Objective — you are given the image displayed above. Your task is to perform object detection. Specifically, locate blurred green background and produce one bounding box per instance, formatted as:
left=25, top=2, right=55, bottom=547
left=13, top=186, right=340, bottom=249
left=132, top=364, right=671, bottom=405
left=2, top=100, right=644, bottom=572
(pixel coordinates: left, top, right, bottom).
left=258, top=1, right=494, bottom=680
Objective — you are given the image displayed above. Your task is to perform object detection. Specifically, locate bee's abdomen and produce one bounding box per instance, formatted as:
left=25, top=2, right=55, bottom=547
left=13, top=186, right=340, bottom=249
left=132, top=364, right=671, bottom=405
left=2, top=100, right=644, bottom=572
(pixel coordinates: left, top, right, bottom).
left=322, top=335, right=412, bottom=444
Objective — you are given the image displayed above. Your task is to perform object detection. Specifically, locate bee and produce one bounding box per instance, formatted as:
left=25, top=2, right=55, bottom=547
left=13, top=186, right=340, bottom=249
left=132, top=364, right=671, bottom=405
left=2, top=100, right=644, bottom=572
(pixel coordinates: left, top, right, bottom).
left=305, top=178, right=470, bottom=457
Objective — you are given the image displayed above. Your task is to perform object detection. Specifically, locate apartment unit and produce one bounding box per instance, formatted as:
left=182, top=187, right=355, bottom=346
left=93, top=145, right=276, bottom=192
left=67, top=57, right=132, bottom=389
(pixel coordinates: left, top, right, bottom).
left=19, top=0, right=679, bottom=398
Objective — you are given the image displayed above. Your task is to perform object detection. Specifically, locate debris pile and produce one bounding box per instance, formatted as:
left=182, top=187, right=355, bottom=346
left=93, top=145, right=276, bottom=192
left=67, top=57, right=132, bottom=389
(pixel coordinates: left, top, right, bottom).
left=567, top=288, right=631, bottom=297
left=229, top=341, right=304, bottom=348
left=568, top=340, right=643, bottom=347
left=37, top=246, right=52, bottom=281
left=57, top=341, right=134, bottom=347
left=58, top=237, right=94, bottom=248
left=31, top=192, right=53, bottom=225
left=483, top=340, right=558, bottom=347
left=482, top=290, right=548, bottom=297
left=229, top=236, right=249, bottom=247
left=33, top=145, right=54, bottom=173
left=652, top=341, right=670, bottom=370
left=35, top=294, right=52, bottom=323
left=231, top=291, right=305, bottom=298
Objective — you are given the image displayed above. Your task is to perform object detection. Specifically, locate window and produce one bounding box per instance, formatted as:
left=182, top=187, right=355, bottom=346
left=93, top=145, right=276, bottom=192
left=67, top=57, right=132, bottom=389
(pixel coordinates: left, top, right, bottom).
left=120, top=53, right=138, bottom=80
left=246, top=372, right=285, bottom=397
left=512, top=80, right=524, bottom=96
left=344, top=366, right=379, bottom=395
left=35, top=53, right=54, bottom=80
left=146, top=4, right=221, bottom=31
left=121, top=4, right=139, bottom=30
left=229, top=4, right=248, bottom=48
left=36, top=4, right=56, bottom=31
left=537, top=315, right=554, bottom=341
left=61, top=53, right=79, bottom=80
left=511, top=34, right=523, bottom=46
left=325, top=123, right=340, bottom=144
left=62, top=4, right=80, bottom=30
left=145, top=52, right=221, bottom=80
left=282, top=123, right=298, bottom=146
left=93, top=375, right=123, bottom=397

⁂

ABOUT THIS EXERCISE:
For each line above that contains the word "perform", give the line as it is written.

TASK ANSWER:
Objective — you are given the image displayed above. Your task is to perform object detection. Specifically, locate blurred green background and produce one bounding box per instance, formatted as:
Objective — you are given the image displayed above. Your task is to perform object detection. Specifically, locate bee's abdomen and produce one bounding box per instance, formatted as:
Objective — you are given the image displayed above. Your task is to perform object detection. Specifically, locate bee and produce one bounding box per instance, formatted as:
Objective — you are given the image displayed above. Your task is to perform object detection. Specifically, locate apartment unit and produce one bounding box per instance, formatted as:
Objective — you are given the image displayed above. Your task is to perform object detection. Specifically, locate debris pile and produce one bounding box per instance, formatted as:
Objective — you are given the image displayed above. Your task is to perform object detection. Specifically, locate window and produce one bounding box per instance, formatted as:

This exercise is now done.